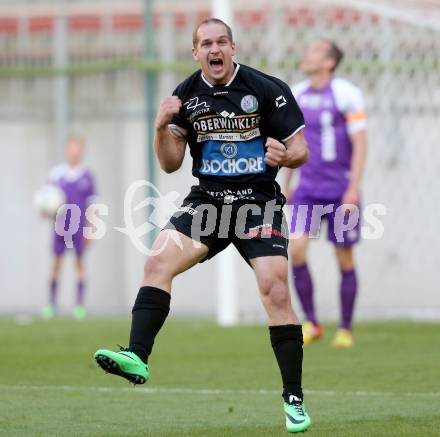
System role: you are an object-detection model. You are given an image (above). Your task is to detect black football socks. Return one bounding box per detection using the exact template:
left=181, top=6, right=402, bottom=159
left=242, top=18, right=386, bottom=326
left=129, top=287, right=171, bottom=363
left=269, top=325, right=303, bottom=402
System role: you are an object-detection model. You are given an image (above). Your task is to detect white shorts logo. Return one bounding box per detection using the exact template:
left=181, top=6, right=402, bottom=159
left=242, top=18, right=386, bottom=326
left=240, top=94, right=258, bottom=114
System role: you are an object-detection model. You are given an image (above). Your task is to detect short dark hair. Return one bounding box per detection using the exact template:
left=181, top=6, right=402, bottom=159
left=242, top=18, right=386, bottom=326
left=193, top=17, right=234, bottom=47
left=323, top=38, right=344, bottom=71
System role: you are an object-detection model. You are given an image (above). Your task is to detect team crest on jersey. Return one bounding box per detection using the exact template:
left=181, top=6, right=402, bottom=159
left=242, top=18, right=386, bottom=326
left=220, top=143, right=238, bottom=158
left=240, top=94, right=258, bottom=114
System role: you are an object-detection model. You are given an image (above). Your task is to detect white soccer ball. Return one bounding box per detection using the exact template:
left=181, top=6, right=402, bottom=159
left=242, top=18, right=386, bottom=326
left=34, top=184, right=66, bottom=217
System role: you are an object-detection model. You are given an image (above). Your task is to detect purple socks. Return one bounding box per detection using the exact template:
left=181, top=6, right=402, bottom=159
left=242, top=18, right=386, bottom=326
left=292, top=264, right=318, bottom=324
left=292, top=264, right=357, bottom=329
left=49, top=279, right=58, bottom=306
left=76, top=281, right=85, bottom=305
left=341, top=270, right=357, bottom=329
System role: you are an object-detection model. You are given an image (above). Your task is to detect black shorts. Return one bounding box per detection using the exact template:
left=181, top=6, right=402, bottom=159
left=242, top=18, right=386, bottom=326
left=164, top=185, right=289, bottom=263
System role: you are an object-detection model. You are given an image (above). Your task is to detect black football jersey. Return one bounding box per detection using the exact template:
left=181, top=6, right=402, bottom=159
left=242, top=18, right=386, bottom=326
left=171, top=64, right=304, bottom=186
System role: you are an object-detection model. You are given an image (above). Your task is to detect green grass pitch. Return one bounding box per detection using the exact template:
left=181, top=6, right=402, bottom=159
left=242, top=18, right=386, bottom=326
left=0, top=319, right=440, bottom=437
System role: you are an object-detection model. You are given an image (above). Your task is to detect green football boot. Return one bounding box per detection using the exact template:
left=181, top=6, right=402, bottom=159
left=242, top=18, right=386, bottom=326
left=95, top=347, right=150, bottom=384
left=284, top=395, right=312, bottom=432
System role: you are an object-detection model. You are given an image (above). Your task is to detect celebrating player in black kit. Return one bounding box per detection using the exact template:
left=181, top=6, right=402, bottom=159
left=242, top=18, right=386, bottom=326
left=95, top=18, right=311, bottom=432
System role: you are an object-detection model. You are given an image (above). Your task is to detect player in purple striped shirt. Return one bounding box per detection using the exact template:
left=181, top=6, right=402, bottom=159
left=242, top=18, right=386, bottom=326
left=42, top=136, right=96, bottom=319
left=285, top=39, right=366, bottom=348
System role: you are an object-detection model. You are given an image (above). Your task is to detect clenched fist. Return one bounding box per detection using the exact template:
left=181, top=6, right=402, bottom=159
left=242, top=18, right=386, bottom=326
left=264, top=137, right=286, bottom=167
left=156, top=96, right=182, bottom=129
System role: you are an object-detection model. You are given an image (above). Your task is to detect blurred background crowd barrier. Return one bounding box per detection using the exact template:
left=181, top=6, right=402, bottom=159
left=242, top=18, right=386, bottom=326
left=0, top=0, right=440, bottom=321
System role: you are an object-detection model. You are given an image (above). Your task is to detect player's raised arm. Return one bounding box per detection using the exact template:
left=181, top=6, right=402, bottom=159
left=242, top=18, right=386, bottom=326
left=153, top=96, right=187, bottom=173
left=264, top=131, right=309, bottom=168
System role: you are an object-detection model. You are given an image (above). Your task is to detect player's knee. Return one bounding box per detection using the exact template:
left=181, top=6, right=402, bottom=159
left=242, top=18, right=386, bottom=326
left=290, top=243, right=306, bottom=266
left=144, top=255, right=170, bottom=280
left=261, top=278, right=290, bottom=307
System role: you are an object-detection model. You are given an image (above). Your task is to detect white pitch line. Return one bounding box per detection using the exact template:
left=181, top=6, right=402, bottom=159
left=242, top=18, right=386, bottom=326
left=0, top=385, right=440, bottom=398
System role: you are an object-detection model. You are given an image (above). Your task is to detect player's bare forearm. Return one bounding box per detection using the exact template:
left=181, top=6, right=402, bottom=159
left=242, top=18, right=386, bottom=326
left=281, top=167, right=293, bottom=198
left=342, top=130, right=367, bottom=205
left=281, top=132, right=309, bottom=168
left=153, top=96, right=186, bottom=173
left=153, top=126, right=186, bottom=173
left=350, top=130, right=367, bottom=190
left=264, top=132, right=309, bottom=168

○ ○ ○ ○ ○

What to do:
Reproduce all of the records above verbatim, character for character, and omit the pictures from your copy.

Worked answer:
System role: you are an object-detection model. You are given an image (above). Your task is to detect black football socks. Return one bounding box per detection using the exact template:
left=181, top=6, right=402, bottom=159
left=242, top=18, right=386, bottom=326
left=129, top=287, right=171, bottom=363
left=269, top=325, right=303, bottom=402
System role: you are an object-detection model. You are given an image (above). Your task is to detect white shorts logo. Return one bounding box per detection using the exact template:
left=181, top=6, right=402, bottom=159
left=242, top=18, right=386, bottom=326
left=240, top=94, right=258, bottom=114
System role: you are an object-detection model. You are given an image (above). Your task is to detect short dark hair. Return one bounding box per detection using the exact template:
left=181, top=6, right=402, bottom=159
left=242, top=18, right=386, bottom=326
left=193, top=17, right=234, bottom=47
left=323, top=38, right=344, bottom=71
System role: you are an object-detection model. You are given an image (above). Your task is to detect team crest on jersey. Return one bounding box per detection using the exact template:
left=181, top=6, right=402, bottom=159
left=242, top=18, right=386, bottom=326
left=220, top=143, right=238, bottom=158
left=240, top=94, right=258, bottom=114
System role: you are an object-detection model. You are given an image (above). Your task is to detect white soccer ball. Return one bounding box per detection using the exact template:
left=181, top=6, right=402, bottom=159
left=242, top=18, right=386, bottom=326
left=34, top=184, right=66, bottom=217
System role: you are an object-detection model. You are given an image (above). Your task is to detect purple socks. Return one bounding box per detection using the exact template:
left=181, top=6, right=402, bottom=159
left=242, top=18, right=386, bottom=326
left=292, top=264, right=318, bottom=324
left=292, top=264, right=357, bottom=329
left=49, top=279, right=58, bottom=306
left=76, top=281, right=85, bottom=305
left=341, top=270, right=357, bottom=329
System role: you are an object-detection model. You are given an image (above). Your task is to detect black shorts. Return one bounding box per detection using the exact template:
left=181, top=6, right=402, bottom=159
left=242, top=18, right=386, bottom=326
left=164, top=185, right=289, bottom=263
System role: you are an object-detection model. You are given an image (above). Your task is to detect black football jersey. Return one bounding box per detection using the exact template:
left=181, top=6, right=402, bottom=159
left=242, top=18, right=386, bottom=326
left=171, top=64, right=304, bottom=186
System role: you are an object-detection model. You are given an image (above). Your task is to detect green grass pitch. Return one bounding box per detection using the exact template:
left=181, top=6, right=402, bottom=159
left=242, top=18, right=386, bottom=326
left=0, top=319, right=440, bottom=437
System role: you are an object-detection model. You are given an image (above). Your task is to detect green football boot. Return one bounding box per detection using the exact template:
left=181, top=6, right=402, bottom=159
left=242, top=18, right=386, bottom=326
left=95, top=347, right=150, bottom=384
left=284, top=395, right=312, bottom=432
System role: you are an object-detection model. You are given an image (above). Your task is to detect celebrating player in black kit. Return one bounding box per detection using the exact template:
left=181, top=6, right=402, bottom=159
left=242, top=18, right=386, bottom=326
left=95, top=18, right=311, bottom=432
System role: you are an object-detection model. You are given an image (above). Your task is to detect player in purple striped shirt. Return one bounding box per detection using the exact template:
left=181, top=6, right=402, bottom=159
left=242, top=18, right=386, bottom=326
left=42, top=136, right=96, bottom=319
left=285, top=39, right=366, bottom=348
System role: you are an object-detection model. You are given an image (above). Your task is to detect clenched fist. Return one bounding box per detection using the exact template:
left=181, top=6, right=402, bottom=159
left=242, top=18, right=386, bottom=326
left=264, top=137, right=286, bottom=167
left=156, top=96, right=182, bottom=129
System role: you are an object-detection model. You are given an image (above). Your task is to detect blurred background crowd barrier. Return one bounding box per detection using the exact template:
left=181, top=6, right=402, bottom=159
left=242, top=18, right=386, bottom=326
left=0, top=0, right=440, bottom=321
System role: you are an object-detection model. You are given an image (above). Your task is to detect player's raised arm. Return one bounding box per detection using the exact template:
left=181, top=6, right=402, bottom=159
left=242, top=18, right=386, bottom=326
left=153, top=96, right=187, bottom=173
left=264, top=131, right=309, bottom=168
System role: you are an object-detection model. You are given an image (above). Your task is to detect player's knee. Return one bounding box per detection using the exact template:
left=181, top=6, right=402, bottom=159
left=242, top=18, right=386, bottom=326
left=290, top=243, right=306, bottom=266
left=144, top=255, right=170, bottom=280
left=261, top=278, right=290, bottom=307
System role: you are an object-detection model. You are given an image (above). Your task is to detect white pitch line. Return one bounding box per detection using the exact template:
left=181, top=6, right=402, bottom=159
left=242, top=18, right=386, bottom=326
left=0, top=385, right=440, bottom=398
System role: you are an object-detection model. You are given an image (above). Your task is to detect player's bare forearm. Return one bounding box per detection using the exact template:
left=181, top=6, right=402, bottom=159
left=242, top=18, right=386, bottom=326
left=281, top=167, right=293, bottom=198
left=342, top=130, right=367, bottom=205
left=281, top=132, right=309, bottom=168
left=153, top=96, right=186, bottom=173
left=153, top=126, right=186, bottom=173
left=350, top=130, right=367, bottom=190
left=264, top=132, right=309, bottom=168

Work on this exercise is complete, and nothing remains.